[Start EXERCISE INPUT]

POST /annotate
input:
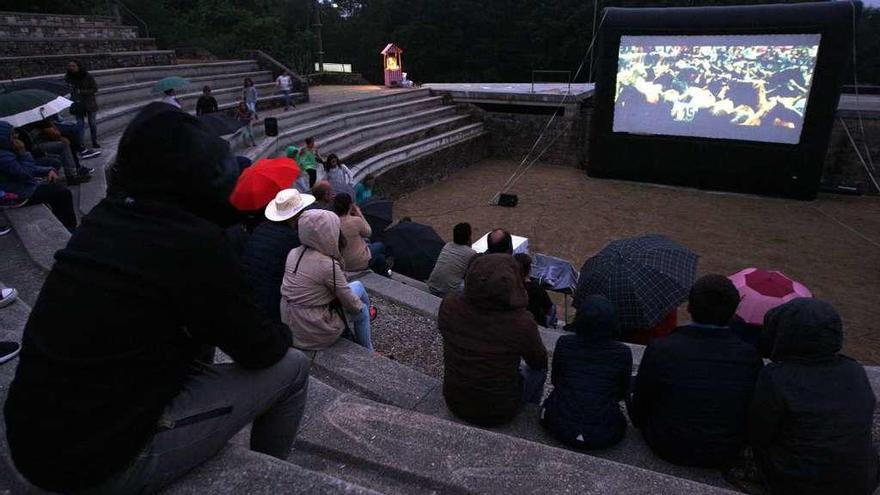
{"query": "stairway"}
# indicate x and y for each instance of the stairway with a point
(38, 44)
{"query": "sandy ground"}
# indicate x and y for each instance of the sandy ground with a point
(832, 245)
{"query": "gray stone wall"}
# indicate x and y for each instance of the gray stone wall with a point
(18, 67)
(432, 168)
(17, 47)
(842, 164)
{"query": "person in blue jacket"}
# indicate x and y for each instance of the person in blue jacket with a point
(590, 376)
(20, 175)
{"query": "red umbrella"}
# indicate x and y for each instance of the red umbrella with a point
(260, 182)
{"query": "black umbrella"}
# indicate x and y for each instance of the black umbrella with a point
(55, 86)
(415, 248)
(221, 124)
(644, 277)
(379, 214)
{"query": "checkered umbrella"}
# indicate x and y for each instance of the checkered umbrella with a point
(644, 277)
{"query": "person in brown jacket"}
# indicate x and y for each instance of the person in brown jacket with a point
(313, 279)
(487, 331)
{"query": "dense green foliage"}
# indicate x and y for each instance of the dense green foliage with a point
(444, 40)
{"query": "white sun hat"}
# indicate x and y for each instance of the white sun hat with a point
(287, 203)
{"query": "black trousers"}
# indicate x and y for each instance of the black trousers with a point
(60, 201)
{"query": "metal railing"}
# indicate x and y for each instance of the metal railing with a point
(566, 72)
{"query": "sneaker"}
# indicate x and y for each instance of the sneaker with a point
(8, 350)
(7, 296)
(87, 154)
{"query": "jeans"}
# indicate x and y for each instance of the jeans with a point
(377, 258)
(60, 201)
(216, 402)
(360, 322)
(533, 383)
(69, 162)
(93, 127)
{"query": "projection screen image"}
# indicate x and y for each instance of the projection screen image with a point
(748, 87)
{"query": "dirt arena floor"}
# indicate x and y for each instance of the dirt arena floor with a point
(832, 245)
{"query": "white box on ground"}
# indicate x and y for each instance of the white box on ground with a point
(520, 244)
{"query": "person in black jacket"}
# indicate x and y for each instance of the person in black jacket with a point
(265, 254)
(108, 396)
(591, 374)
(693, 388)
(810, 419)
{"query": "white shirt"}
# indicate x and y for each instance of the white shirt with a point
(283, 82)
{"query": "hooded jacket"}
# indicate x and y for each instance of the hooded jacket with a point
(141, 288)
(313, 277)
(591, 375)
(17, 170)
(813, 408)
(486, 331)
(692, 395)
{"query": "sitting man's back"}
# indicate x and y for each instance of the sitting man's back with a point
(486, 332)
(693, 387)
(108, 366)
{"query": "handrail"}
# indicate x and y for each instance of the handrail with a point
(265, 57)
(132, 14)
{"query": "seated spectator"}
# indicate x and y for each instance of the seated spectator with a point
(540, 305)
(122, 405)
(20, 176)
(357, 254)
(487, 332)
(812, 413)
(448, 273)
(363, 191)
(324, 194)
(339, 175)
(693, 388)
(206, 103)
(499, 241)
(591, 374)
(265, 253)
(317, 302)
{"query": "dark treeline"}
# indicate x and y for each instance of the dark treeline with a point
(444, 40)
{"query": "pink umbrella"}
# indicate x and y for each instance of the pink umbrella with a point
(762, 290)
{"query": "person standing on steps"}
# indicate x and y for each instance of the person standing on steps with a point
(85, 104)
(126, 403)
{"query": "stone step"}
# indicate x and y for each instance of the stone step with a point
(142, 91)
(40, 233)
(66, 31)
(382, 163)
(17, 47)
(23, 67)
(56, 20)
(329, 119)
(395, 450)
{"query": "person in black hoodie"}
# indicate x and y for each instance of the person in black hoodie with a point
(108, 396)
(693, 388)
(591, 374)
(810, 419)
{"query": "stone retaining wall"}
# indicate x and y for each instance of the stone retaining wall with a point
(18, 67)
(16, 47)
(432, 168)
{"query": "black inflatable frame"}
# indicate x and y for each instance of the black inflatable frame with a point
(722, 164)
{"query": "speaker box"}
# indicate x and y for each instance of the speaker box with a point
(271, 126)
(508, 200)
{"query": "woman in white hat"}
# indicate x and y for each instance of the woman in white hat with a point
(266, 251)
(317, 302)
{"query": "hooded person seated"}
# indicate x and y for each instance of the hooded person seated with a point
(812, 413)
(487, 332)
(591, 375)
(109, 396)
(693, 388)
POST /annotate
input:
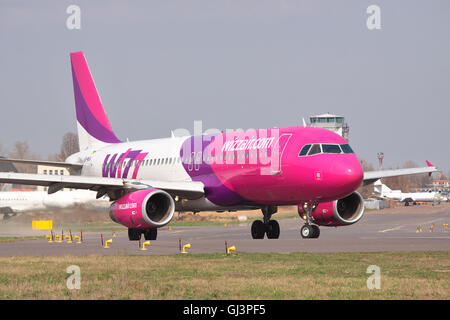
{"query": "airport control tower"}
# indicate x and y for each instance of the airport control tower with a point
(331, 122)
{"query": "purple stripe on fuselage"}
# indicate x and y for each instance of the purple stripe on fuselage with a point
(215, 191)
(87, 119)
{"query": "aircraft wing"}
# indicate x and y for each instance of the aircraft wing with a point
(372, 176)
(43, 162)
(187, 189)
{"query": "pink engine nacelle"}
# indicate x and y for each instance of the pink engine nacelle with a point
(143, 209)
(342, 212)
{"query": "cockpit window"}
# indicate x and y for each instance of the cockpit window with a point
(346, 148)
(331, 148)
(315, 149)
(304, 150)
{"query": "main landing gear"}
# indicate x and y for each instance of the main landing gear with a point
(309, 230)
(269, 227)
(135, 234)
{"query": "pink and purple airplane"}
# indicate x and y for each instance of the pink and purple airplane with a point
(311, 168)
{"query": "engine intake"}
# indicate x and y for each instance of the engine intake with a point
(149, 208)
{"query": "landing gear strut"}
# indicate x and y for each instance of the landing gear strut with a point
(135, 234)
(269, 227)
(309, 230)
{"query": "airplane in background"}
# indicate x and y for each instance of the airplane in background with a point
(13, 203)
(384, 192)
(262, 169)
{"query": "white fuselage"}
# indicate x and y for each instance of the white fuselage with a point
(415, 196)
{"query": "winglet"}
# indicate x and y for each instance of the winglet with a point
(430, 165)
(93, 124)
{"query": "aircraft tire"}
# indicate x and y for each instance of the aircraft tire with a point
(316, 231)
(307, 231)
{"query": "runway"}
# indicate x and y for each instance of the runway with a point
(376, 232)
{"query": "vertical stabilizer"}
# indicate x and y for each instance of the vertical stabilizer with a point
(93, 125)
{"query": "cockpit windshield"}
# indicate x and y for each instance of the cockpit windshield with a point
(331, 148)
(311, 149)
(304, 150)
(346, 148)
(315, 149)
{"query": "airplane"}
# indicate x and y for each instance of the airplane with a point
(261, 169)
(13, 203)
(384, 192)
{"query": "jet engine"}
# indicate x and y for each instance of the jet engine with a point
(143, 209)
(342, 212)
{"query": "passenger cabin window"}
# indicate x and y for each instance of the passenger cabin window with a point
(346, 148)
(315, 149)
(331, 148)
(304, 150)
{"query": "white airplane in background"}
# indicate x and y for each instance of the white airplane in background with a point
(383, 191)
(16, 202)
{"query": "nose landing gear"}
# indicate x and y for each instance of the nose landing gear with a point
(268, 227)
(309, 230)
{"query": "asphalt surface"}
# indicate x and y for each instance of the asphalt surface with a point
(376, 232)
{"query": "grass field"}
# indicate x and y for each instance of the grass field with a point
(414, 275)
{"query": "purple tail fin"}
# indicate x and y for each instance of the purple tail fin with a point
(93, 124)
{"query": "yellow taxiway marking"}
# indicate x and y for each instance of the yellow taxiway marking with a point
(392, 229)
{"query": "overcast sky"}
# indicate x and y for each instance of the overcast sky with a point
(161, 65)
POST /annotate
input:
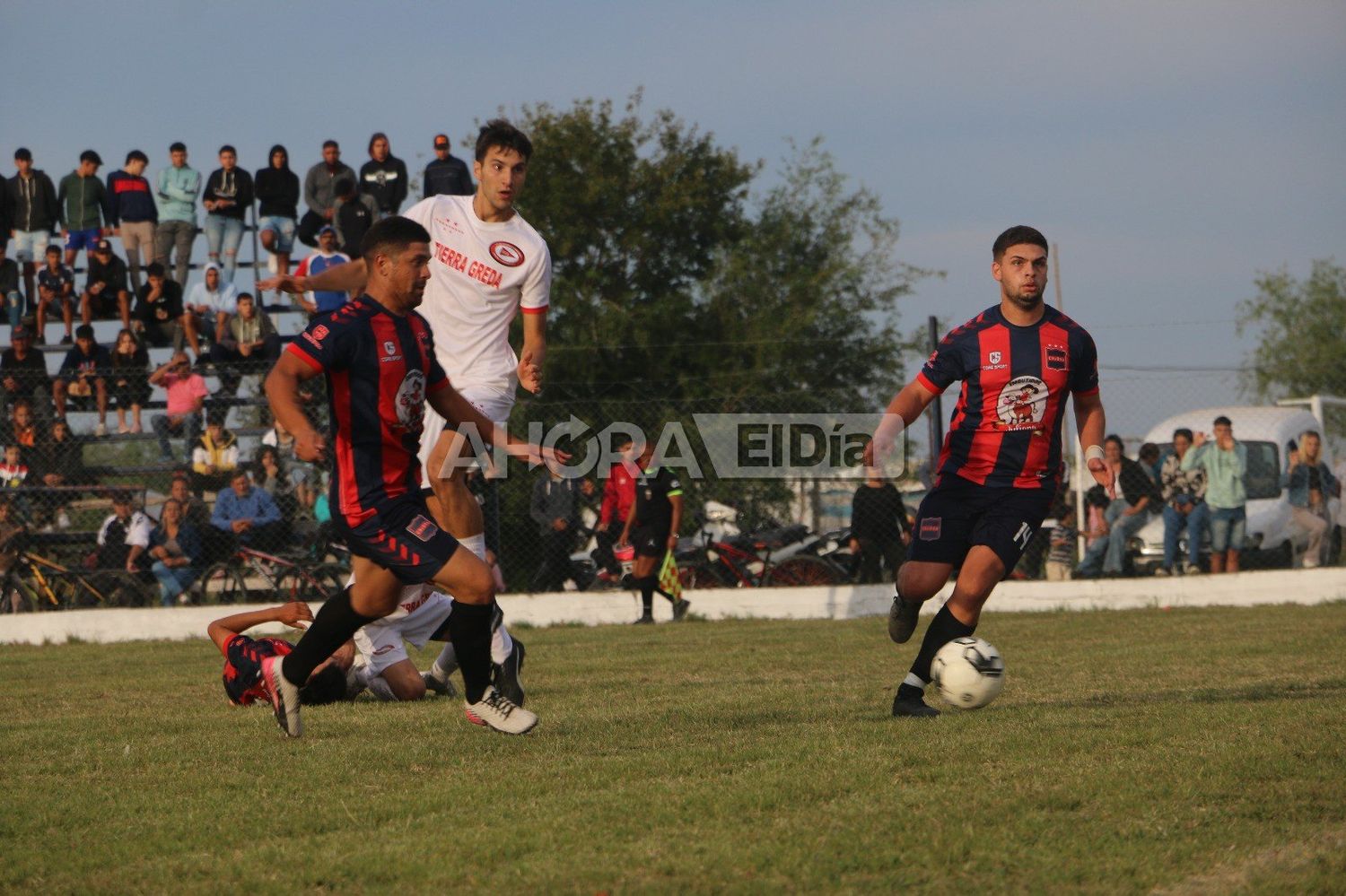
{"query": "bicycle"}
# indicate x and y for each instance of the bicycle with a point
(226, 581)
(745, 562)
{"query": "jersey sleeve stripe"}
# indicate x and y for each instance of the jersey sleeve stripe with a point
(295, 349)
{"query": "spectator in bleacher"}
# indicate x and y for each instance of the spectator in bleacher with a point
(23, 430)
(319, 191)
(23, 374)
(250, 344)
(128, 379)
(1184, 508)
(1136, 498)
(10, 284)
(83, 376)
(161, 315)
(186, 393)
(132, 213)
(353, 214)
(229, 196)
(384, 177)
(56, 284)
(1225, 462)
(556, 510)
(249, 514)
(1310, 483)
(13, 471)
(83, 206)
(210, 303)
(61, 457)
(326, 256)
(105, 293)
(214, 457)
(277, 210)
(32, 210)
(302, 475)
(177, 551)
(879, 527)
(175, 193)
(124, 535)
(447, 175)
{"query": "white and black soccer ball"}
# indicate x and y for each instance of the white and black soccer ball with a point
(968, 672)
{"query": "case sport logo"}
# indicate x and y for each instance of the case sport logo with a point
(506, 253)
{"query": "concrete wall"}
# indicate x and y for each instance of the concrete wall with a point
(616, 607)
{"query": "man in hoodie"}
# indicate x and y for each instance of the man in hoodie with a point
(447, 175)
(83, 206)
(32, 207)
(175, 191)
(132, 213)
(277, 193)
(229, 196)
(384, 177)
(320, 193)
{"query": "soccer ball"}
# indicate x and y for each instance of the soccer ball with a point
(968, 672)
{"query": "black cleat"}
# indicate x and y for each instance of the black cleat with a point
(505, 675)
(912, 704)
(902, 619)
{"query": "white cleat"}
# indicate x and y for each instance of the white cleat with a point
(284, 697)
(501, 715)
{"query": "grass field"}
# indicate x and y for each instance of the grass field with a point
(1187, 751)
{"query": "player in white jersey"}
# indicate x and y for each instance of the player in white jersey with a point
(486, 265)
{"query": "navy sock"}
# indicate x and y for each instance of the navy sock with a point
(334, 624)
(942, 629)
(470, 632)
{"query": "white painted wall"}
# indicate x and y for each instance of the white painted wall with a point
(848, 602)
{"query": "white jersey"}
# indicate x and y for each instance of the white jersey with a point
(481, 274)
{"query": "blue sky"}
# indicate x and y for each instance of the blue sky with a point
(1170, 150)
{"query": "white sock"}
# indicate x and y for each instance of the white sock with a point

[End EXERCISE INPUT]

#### [STATED TASK]
How many lines of the items contain the string "asphalt"? Case counts; reply with the number only.

#### [EXERCISE SOLUTION]
2